• [Problem] Output every line below without omitting or altering anything.

• [Records shown]
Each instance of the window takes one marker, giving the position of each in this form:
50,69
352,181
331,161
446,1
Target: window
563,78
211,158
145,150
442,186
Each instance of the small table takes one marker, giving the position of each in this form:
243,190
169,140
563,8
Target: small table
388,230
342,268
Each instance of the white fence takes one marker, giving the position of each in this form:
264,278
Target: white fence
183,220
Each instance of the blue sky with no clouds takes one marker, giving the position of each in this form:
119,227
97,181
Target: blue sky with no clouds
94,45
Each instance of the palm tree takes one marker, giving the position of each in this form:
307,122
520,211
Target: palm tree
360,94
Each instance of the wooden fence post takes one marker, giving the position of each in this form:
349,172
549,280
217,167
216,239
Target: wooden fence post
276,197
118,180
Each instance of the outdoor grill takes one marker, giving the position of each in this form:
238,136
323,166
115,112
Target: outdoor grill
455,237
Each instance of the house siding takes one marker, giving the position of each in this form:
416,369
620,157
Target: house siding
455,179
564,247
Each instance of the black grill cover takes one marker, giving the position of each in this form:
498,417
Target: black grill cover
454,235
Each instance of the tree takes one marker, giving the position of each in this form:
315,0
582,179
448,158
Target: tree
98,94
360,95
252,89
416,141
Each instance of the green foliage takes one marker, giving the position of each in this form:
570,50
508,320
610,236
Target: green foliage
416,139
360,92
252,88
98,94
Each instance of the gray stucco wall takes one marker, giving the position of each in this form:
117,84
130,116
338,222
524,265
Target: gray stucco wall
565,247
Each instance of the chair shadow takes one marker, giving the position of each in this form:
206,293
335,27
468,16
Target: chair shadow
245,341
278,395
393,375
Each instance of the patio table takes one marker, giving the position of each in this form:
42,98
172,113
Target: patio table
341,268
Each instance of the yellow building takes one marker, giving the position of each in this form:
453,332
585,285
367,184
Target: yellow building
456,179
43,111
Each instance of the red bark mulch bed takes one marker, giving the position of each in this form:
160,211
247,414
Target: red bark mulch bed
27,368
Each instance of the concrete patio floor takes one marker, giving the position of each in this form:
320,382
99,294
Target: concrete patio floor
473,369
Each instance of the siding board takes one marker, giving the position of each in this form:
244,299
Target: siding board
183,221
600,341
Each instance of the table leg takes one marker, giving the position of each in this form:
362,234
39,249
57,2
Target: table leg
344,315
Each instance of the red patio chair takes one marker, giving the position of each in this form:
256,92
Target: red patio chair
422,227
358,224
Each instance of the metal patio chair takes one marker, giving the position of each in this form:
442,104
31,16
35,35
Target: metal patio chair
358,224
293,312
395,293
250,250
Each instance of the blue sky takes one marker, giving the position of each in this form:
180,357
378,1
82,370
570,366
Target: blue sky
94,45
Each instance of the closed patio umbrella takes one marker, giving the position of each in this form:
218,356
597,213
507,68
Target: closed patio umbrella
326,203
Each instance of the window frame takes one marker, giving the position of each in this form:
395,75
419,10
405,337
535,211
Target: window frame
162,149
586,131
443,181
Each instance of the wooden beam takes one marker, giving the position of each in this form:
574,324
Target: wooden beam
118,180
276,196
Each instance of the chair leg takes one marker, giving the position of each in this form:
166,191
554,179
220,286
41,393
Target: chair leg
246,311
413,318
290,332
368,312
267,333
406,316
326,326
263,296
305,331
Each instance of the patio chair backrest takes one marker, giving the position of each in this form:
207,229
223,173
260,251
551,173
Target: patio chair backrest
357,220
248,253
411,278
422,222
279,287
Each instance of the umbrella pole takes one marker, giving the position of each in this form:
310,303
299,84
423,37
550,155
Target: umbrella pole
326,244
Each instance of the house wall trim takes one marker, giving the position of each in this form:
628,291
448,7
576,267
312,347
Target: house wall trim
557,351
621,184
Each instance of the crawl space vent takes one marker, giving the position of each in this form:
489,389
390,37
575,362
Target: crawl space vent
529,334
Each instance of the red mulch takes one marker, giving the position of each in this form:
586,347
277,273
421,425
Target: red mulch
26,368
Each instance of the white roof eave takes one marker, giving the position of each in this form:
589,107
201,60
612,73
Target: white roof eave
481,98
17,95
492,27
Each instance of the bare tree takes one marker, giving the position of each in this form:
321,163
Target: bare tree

• [Complete response]
Each instance of the window takes one marker, giving the position of each in this form:
50,69
352,181
331,161
446,1
Target: window
563,78
211,158
145,150
442,186
Each instance of the small table takes one marker, giving the position of each in this form:
243,190
169,140
563,8
Target: small table
388,230
342,268
Each instance of the white fence takes one marker, giving the position of each in this form:
264,278
Target: white fence
183,220
Each instance of the blue sky with no clouds takes one marker, giving the position of each in this form:
119,227
97,181
Target: blue sky with no clouds
94,45
Each instance of the palm tree takes one marker, giving the position of each in this form:
307,122
520,211
Target: palm tree
360,94
Each instance of the wooden fence post takes one marker, giving the position of each in this form:
349,172
549,280
217,167
216,239
Target: wooden fence post
276,197
118,180
Each instance of the outdoor grill takes one marker, giving the position of each in this form:
238,136
323,166
115,112
Target: outdoor grill
455,237
Each instance of the house siding takes one marker, giving the position of each in this form:
416,369
620,157
Target: house siding
455,179
564,247
Each instance of the black grill cover takes one marker, giving the position of each in this form:
498,417
Target: black grill cover
454,235
Each instance of the tree takes one marker, giving the position of each in this form:
315,0
582,179
448,158
Target: tree
98,94
360,95
252,89
416,141
Each instance of the green foliage takes one marker, giving the position of each in this form:
570,50
508,320
610,236
Target: green foliage
416,139
360,92
252,88
98,94
Each instance of the gray stucco wall takes one marker, giving the position of each in this form:
117,84
130,116
338,222
524,265
Target: gray stucco wall
565,247
Each instance of the chair shadow takes one marker, giving the position of each in this form:
206,293
335,27
468,16
Target: chair shadow
245,341
278,395
393,375
Each instance of the patio table takes one marker, giving the position of each in this form:
42,98
172,113
Target: patio table
341,268
Each instance of the yellow building takes one marker, giving the position of each in this form:
453,332
585,285
367,184
Target: yellow building
456,179
43,111
Each instance of the red bark mulch bed takes one marker, giving the position of each in this form:
160,211
247,414
Target: red bark mulch bed
27,368
Each instance of the concrete patio floor takes one marker, giving the position of each in this form:
320,382
99,294
Target: concrete patio floor
473,369
Each instance of the siding board takes one marker, giving the position of each in this form:
244,299
Target: siding board
183,221
600,341
Each instance of the table leg takes one marker, giving the position of each in this form:
362,234
39,249
57,2
Target: table leg
344,315
Each instance of the red patio chair takes one marker, giving the position of each in this form:
256,92
Target: red patio chair
422,227
358,224
Each instance of the metal patio chair takes one marker, giving the position of each in this form:
442,104
31,16
35,35
Target: metal patio chair
358,224
293,312
395,293
250,250
Each instance of the blue sky takes one marker, giving the position of each in this form:
180,357
378,1
82,370
570,366
Target: blue sky
94,45
Each instance of the closed patio umbrella takes one marker, giving the position of each in this form:
218,356
597,213
507,68
Target: closed patio umbrella
326,203
Each instance of the window frame takes one marker, giving the position of each in this form:
395,75
419,10
405,337
535,211
Target: window frame
162,149
586,131
443,181
Each instance of the wooden beam takes one marker, giving the position of each in this form:
574,324
Target: wooden beam
118,180
276,196
Each instance of the chair leg takes one marker, giving the position of each in this form:
166,191
554,179
220,286
41,393
Target: chair leg
246,311
413,318
290,332
368,312
267,333
406,316
326,326
263,296
305,331
Each instance of the patio chair backrest takes one marker, giving the position of each in this form:
207,229
223,173
260,251
551,173
Target: patio chair backrest
357,220
248,253
411,278
422,222
279,287
Each instance of the umbrella pole takes one marker, giving the position of each in this form:
310,303
299,84
423,37
550,155
Target: umbrella pole
326,244
Each instance of the house wall trim takes one marker, giving the position of each in this form:
628,291
448,7
576,267
312,347
Target: house wall trim
557,351
621,184
Each instance of the crawl space vent takes one marker, giving the position of each in this form:
489,389
390,37
575,362
Target: crawl space vent
529,334
Each instance of the red mulch takes one marker, giving the position of each in this form:
586,347
277,273
421,425
Target: red mulch
26,368
Each instance of the white roof eave takes one marker, giving the position of each in this form:
589,107
201,60
612,73
Target: white roof eave
481,98
17,95
492,27
Each instance of the bare tree takes one marker, giving the position of each in this form:
321,163
Target: bare tree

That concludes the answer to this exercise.